**Stated problem:**
Copy out all of the items below word for word, leaving the pictures out of your answer.

**Supplied material:**
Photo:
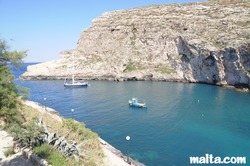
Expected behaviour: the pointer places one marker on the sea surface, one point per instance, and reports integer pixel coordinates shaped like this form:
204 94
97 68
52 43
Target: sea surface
181 120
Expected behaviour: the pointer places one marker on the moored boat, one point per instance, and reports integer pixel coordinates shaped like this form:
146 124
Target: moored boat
135 103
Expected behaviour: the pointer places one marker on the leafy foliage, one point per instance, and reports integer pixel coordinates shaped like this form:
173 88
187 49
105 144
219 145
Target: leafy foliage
9 152
51 155
83 133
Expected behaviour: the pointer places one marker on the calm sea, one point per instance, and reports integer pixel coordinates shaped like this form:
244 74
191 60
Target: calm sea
181 120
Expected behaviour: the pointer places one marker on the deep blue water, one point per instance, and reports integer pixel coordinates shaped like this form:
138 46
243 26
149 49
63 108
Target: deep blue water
181 120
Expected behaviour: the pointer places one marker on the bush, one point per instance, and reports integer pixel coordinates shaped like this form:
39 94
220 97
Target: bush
9 152
51 155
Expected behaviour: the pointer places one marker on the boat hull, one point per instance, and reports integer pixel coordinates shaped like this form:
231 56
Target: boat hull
77 85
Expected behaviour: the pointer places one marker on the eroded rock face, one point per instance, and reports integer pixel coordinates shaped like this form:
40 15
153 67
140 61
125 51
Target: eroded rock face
199 42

**Task result:**
Photo:
Expected behaviour: the pointer places one marker on the sea surface, one point per instance, and reports integer pixel coordinates shaped like this form:
204 94
97 68
52 43
Target: sea surface
181 120
Expected behaviour: the pointer places one marker on the moored boat, one point per instance, and reports integer pixel coordinates shaped like this form:
146 124
Target: moored boat
135 103
Expected behaviour: the pointer places one marker on the leafy foliage, one point per instance, and reports integer pixel coordinates shaped like this form:
173 88
187 49
105 144
219 145
Target: leafy foliage
9 152
51 155
83 133
Expected behaviour: the pointer places one marker on the calm sea, one point per instance, and reports integer pixel coordinates shaped like this form:
244 74
191 60
Target: calm sea
181 120
Expected behaviour: the pointer places one marker on the deep blue water, one point per instance, and reports integer pixel coordinates shaped like this form:
138 46
243 26
149 49
63 108
Target: deep blue water
181 120
Expected behaviour: the pointer places one marker on the bush, one point per instance, and reports integer pixel coordinates shaped like this form:
39 94
220 97
Target: bush
9 152
51 155
Expected behaviour: the pointer places one marker on the boat hull, one point per instance, and reports integer pixel coordinates shaped like this form:
231 56
Target: boat hull
77 85
Expected behaviour: the pointer places one marker on the eroded rock face, one point per instance, and reports integer pixel coordinates shaped like this form:
40 15
153 67
140 61
125 51
Target: eroded rock face
199 42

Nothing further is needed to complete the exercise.